** START OF Exercise data **
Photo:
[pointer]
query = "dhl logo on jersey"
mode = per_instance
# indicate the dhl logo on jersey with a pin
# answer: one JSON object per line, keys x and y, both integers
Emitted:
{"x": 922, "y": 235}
** END OF Exercise data **
■ Task description:
Please convert every line of the items above into a Markdown table with two columns, Row and Line, numbering each row and leaving out any blank lines.

■ Reply to the task:
| Row | Line |
|---|---|
| 1 | Photo: |
| 2 | [pointer] |
| 3 | query = "dhl logo on jersey" |
| 4 | mode = per_instance |
| 5 | # indicate the dhl logo on jersey with a pin |
| 6 | # answer: one JSON object per line, keys x and y, both integers |
| 7 | Emitted: |
| 8 | {"x": 922, "y": 235} |